◆ Task goal ◆
In your reply, reproduce every line of the data without any alteration.

Stored data entries:
━━━━━━━━━━━━━━━━━━━━

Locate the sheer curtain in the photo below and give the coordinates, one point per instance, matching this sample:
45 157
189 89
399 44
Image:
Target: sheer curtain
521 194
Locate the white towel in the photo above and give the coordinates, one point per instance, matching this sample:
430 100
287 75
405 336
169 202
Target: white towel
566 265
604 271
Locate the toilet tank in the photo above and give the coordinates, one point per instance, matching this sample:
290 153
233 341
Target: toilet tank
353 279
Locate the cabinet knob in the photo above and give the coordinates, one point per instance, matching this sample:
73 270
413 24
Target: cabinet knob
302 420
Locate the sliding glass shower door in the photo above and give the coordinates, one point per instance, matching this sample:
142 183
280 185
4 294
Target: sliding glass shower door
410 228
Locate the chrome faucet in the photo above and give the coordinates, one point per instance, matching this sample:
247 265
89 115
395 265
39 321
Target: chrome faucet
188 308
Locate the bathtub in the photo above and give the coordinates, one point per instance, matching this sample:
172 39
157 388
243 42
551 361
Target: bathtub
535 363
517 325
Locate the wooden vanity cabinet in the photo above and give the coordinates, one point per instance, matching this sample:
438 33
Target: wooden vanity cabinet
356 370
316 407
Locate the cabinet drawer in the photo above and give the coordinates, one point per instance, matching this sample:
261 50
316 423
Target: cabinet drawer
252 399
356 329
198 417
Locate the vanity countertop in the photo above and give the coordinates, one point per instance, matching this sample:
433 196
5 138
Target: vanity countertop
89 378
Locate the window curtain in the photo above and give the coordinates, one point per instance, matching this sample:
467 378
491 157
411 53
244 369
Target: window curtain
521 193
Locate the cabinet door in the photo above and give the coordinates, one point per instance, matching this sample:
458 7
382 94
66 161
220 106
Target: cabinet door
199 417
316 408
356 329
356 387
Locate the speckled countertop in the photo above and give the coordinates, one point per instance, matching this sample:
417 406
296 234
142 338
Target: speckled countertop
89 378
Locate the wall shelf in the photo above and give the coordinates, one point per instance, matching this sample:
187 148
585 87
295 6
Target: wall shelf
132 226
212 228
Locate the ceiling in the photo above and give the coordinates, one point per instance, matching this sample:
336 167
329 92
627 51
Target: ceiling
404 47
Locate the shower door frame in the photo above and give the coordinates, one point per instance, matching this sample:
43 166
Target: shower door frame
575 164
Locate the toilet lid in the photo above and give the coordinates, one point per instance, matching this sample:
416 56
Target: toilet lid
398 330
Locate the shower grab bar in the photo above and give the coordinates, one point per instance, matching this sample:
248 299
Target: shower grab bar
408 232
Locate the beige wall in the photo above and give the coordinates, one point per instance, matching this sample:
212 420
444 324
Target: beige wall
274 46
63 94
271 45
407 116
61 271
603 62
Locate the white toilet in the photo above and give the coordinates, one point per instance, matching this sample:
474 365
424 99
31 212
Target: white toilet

━━━━━━━━━━━━━━━━━━━━

◆ Completed exercise ◆
Locate the sheer curtain in the photo below and give the coordinates, one point per instance, matching this sample:
45 157
189 89
399 44
Image:
Target: sheer curtain
521 194
Locate the white towel in the photo above and give the coordinates, one point per instance, matching this sample:
430 100
287 75
405 336
169 202
Target: white towel
566 265
604 271
Locate the toilet tank in the photo above and give the coordinates, one point per instance, matching this sample:
290 153
233 341
Target: toilet tank
353 279
Locate the cabinet knob in the photo above and give the coordinates, one point per instance, matching this sample:
73 270
413 24
Target: cabinet knob
302 420
Locate the sliding glass shower door in the photo above and give the coordinates, one point per instance, matching this sample:
142 183
280 185
4 294
Target: sliding glass shower door
410 228
Locate the chrome faucet in the photo above and give the coordinates, one point per instance, matching this sample:
247 265
89 115
395 265
39 321
Target: chrome faucet
188 308
Locate the bathtub in the photo above and give the coordinates, one point per instance, matching this sample:
172 39
157 388
243 42
551 361
Target: bathtub
535 363
517 325
Locate the wooden vanity cabinet in the photo above and give the coordinates, one point per instance, matching this sample:
438 33
Target: wooden vanity cabinet
356 370
316 407
Locate the cabinet drawer in the photo above and give the coordinates, one point per instance, matching this sample:
261 50
316 423
Target: cabinet drawer
252 399
356 329
198 417
Locate the vanity countertop in the photo above and give the coordinates, one point per instance, matching this sample:
433 196
5 138
Target: vanity countertop
89 378
Locate the window curtain in the photo above and give the coordinates, one point per instance, matching this sample:
467 378
491 157
411 53
244 369
Target: window curtain
521 193
Locate the cabinet door in the photo above and give the coordinates, one point per instance, matching this sample:
458 7
382 94
66 161
220 106
Target: cabinet door
199 417
316 408
356 329
356 387
Locate the speckled countertop in the photo above and give the coordinates, one point per instance, matching this sample:
417 406
296 234
142 338
Target: speckled countertop
89 378
Locate the wall shelf in the photo above and give the coordinates, one point per instance, matching this sample:
187 148
585 87
295 6
Target: wall shelf
132 226
212 228
Locate the ceiling in the photo above and give the coordinates, one point per instance, matching this sample:
336 167
329 92
627 51
Target: ceiling
404 47
Locate the shower door frame in the photo above and give the coordinates, one point per instance, matching this sample:
43 166
Target: shower door frame
575 164
Locate the toilet lid in the photo above and give the coordinates, one point per instance, matching this sample:
416 56
Target: toilet lid
398 330
Locate the shower grab bar in the photo above and give the coordinates, one point per instance, matching this sample:
248 299
Target: shower grab bar
408 232
Locate the beige wall in the photo above and give the coordinates, one point per instance, matching this sample:
212 420
444 324
Target: beige wall
274 46
63 94
271 45
407 116
61 271
603 62
Locate the white toilet in the photo above and give the coordinates, one point per instance, matching this sample:
474 365
424 99
31 212
Target: white toilet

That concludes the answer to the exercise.